What the task requires
Look below for the line with "Query: wooden plank", then repeat it and all lines after it, exactly, minus any pictures.
-- Opening Marker --
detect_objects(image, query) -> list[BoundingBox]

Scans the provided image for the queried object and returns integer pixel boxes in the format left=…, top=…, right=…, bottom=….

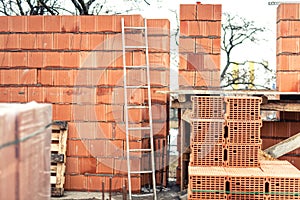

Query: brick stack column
left=179, top=3, right=221, bottom=89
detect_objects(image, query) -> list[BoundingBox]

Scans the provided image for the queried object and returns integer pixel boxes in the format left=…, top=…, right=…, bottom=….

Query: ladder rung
left=127, top=105, right=149, bottom=109
left=132, top=193, right=154, bottom=197
left=125, top=45, right=146, bottom=49
left=129, top=148, right=151, bottom=152
left=125, top=85, right=148, bottom=89
left=124, top=26, right=146, bottom=30
left=128, top=127, right=150, bottom=131
left=130, top=170, right=153, bottom=174
left=125, top=65, right=147, bottom=69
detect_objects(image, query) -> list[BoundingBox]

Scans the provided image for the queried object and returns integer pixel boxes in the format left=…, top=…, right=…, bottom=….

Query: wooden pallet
left=50, top=121, right=68, bottom=197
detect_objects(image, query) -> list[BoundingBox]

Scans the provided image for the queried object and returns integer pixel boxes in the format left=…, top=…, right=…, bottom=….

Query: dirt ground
left=51, top=181, right=186, bottom=200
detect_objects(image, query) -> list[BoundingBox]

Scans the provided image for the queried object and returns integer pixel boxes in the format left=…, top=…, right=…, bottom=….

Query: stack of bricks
left=179, top=3, right=221, bottom=89
left=188, top=96, right=300, bottom=200
left=0, top=15, right=170, bottom=192
left=276, top=3, right=300, bottom=92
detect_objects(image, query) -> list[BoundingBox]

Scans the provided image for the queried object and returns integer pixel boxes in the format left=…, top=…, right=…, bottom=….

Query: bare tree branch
left=16, top=0, right=25, bottom=15
left=38, top=0, right=57, bottom=15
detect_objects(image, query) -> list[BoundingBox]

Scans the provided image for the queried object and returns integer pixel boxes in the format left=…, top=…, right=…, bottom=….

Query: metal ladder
left=121, top=18, right=157, bottom=200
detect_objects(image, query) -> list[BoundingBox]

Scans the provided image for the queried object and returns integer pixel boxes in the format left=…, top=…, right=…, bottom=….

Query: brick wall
left=179, top=3, right=221, bottom=89
left=0, top=15, right=170, bottom=192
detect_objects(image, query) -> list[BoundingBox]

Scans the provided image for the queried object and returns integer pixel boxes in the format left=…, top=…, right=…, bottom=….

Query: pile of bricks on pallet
left=0, top=102, right=52, bottom=200
left=0, top=15, right=170, bottom=192
left=188, top=96, right=300, bottom=200
left=260, top=3, right=300, bottom=170
left=179, top=3, right=221, bottom=89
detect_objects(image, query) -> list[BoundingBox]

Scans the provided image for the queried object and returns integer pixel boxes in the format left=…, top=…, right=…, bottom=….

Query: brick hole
left=224, top=126, right=228, bottom=139
left=223, top=149, right=228, bottom=161
left=265, top=182, right=270, bottom=194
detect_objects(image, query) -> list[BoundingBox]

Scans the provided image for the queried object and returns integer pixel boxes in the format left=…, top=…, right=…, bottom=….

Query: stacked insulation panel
left=179, top=3, right=221, bottom=89
left=0, top=15, right=170, bottom=192
left=277, top=3, right=300, bottom=92
left=0, top=102, right=52, bottom=200
left=188, top=96, right=300, bottom=200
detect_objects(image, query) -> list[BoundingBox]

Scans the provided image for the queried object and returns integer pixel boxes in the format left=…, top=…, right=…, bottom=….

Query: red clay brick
left=0, top=87, right=9, bottom=102
left=277, top=20, right=289, bottom=37
left=67, top=175, right=87, bottom=191
left=289, top=21, right=300, bottom=36
left=106, top=69, right=123, bottom=86
left=67, top=139, right=90, bottom=157
left=277, top=71, right=300, bottom=92
left=36, top=34, right=53, bottom=50
left=179, top=37, right=195, bottom=53
left=114, top=158, right=127, bottom=175
left=197, top=4, right=214, bottom=20
left=187, top=54, right=204, bottom=70
left=20, top=34, right=36, bottom=49
left=19, top=69, right=37, bottom=84
left=0, top=52, right=11, bottom=67
left=95, top=15, right=115, bottom=32
left=277, top=3, right=299, bottom=21
left=213, top=4, right=222, bottom=20
left=44, top=16, right=61, bottom=32
left=9, top=87, right=27, bottom=102
left=180, top=4, right=197, bottom=20
left=204, top=54, right=220, bottom=70
left=43, top=52, right=61, bottom=67
left=27, top=87, right=44, bottom=102
left=70, top=34, right=87, bottom=50
left=4, top=34, right=19, bottom=50
left=61, top=87, right=74, bottom=103
left=89, top=34, right=104, bottom=50
left=105, top=104, right=124, bottom=122
left=149, top=52, right=170, bottom=69
left=11, top=52, right=28, bottom=67
left=9, top=16, right=27, bottom=32
left=44, top=87, right=60, bottom=103
left=1, top=69, right=18, bottom=84
left=0, top=17, right=8, bottom=32
left=148, top=35, right=170, bottom=52
left=80, top=16, right=96, bottom=32
left=277, top=37, right=300, bottom=54
left=96, top=157, right=114, bottom=174
left=27, top=16, right=44, bottom=32
left=147, top=19, right=170, bottom=35
left=179, top=54, right=187, bottom=70
left=53, top=33, right=70, bottom=50
left=89, top=140, right=106, bottom=157
left=106, top=140, right=124, bottom=157
left=61, top=16, right=80, bottom=33
left=95, top=122, right=114, bottom=139
left=53, top=104, right=71, bottom=121
left=179, top=70, right=195, bottom=87
left=66, top=157, right=79, bottom=174
left=62, top=52, right=80, bottom=68
left=96, top=87, right=113, bottom=104
left=78, top=157, right=97, bottom=174
left=196, top=38, right=212, bottom=54
left=86, top=175, right=105, bottom=191
left=28, top=52, right=43, bottom=68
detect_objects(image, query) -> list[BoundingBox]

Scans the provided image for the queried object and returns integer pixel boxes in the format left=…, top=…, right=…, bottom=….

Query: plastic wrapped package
left=0, top=102, right=52, bottom=200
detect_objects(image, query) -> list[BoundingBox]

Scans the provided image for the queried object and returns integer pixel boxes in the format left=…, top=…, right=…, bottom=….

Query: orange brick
left=212, top=38, right=221, bottom=54
left=289, top=21, right=300, bottom=36
left=96, top=87, right=113, bottom=104
left=0, top=87, right=9, bottom=102
left=44, top=87, right=60, bottom=103
left=204, top=54, right=220, bottom=70
left=96, top=157, right=114, bottom=174
left=277, top=3, right=299, bottom=21
left=105, top=104, right=124, bottom=122
left=53, top=33, right=70, bottom=50
left=67, top=139, right=90, bottom=157
left=95, top=15, right=115, bottom=32
left=179, top=54, right=187, bottom=70
left=9, top=87, right=27, bottom=102
left=187, top=54, right=204, bottom=70
left=145, top=87, right=169, bottom=103
left=130, top=15, right=144, bottom=27
left=61, top=16, right=80, bottom=32
left=0, top=17, right=8, bottom=32
left=143, top=104, right=167, bottom=121
left=86, top=175, right=107, bottom=191
left=28, top=52, right=43, bottom=68
left=178, top=70, right=195, bottom=87
left=106, top=140, right=124, bottom=157
left=27, top=87, right=44, bottom=102
left=4, top=34, right=19, bottom=49
left=277, top=71, right=300, bottom=92
left=44, top=15, right=61, bottom=32
left=180, top=4, right=197, bottom=20
left=277, top=20, right=289, bottom=37
left=61, top=87, right=74, bottom=103
left=277, top=37, right=300, bottom=54
left=179, top=37, right=195, bottom=53
left=127, top=109, right=143, bottom=123
left=213, top=4, right=222, bottom=20
left=38, top=69, right=54, bottom=85
left=90, top=104, right=107, bottom=122
left=9, top=16, right=27, bottom=32
left=89, top=34, right=105, bottom=50
left=287, top=55, right=300, bottom=70
left=106, top=69, right=124, bottom=86
left=36, top=34, right=53, bottom=50
left=27, top=16, right=44, bottom=32
left=66, top=157, right=79, bottom=174
left=11, top=52, right=28, bottom=67
left=147, top=19, right=170, bottom=35
left=1, top=69, right=18, bottom=84
left=89, top=140, right=106, bottom=157
left=53, top=104, right=71, bottom=121
left=20, top=34, right=36, bottom=49
left=95, top=122, right=114, bottom=139
left=150, top=70, right=169, bottom=86
left=54, top=70, right=75, bottom=86
left=0, top=52, right=11, bottom=67
left=71, top=34, right=90, bottom=50
left=21, top=69, right=37, bottom=84
left=149, top=52, right=170, bottom=69
left=196, top=38, right=212, bottom=54
left=114, top=158, right=127, bottom=175
left=197, top=4, right=214, bottom=20
left=78, top=157, right=97, bottom=174
left=61, top=52, right=79, bottom=68
left=148, top=35, right=170, bottom=52
left=66, top=175, right=87, bottom=191
left=80, top=16, right=96, bottom=32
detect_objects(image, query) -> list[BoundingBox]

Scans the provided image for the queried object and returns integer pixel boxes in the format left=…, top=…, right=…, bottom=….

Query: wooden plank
left=51, top=143, right=59, bottom=152
left=51, top=132, right=60, bottom=141
left=50, top=176, right=57, bottom=184
left=264, top=132, right=300, bottom=158
left=261, top=102, right=300, bottom=112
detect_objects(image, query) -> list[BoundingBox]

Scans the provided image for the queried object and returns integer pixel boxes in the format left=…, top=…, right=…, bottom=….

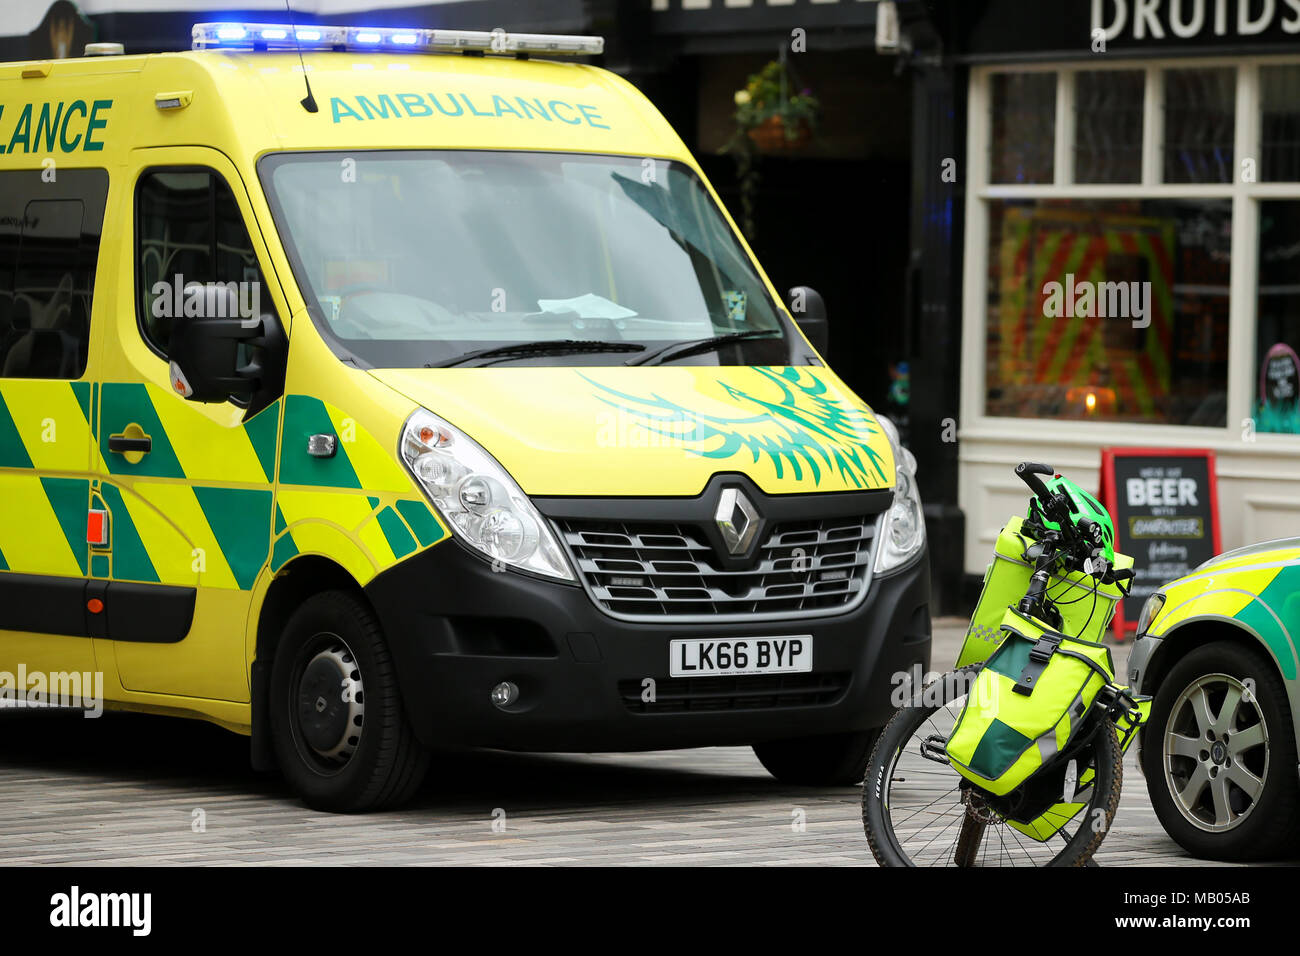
-- Closing Marker --
Output below
Query: wooden plank
left=51, top=143, right=59, bottom=152
left=51, top=132, right=60, bottom=141
left=50, top=176, right=57, bottom=184
left=264, top=132, right=300, bottom=158
left=261, top=102, right=300, bottom=112
detect_objects(image, query) -> list[BoundingBox]

Scans the provided image for the queried object and returns integer pixel boxes in the format left=…, top=…, right=…, bottom=….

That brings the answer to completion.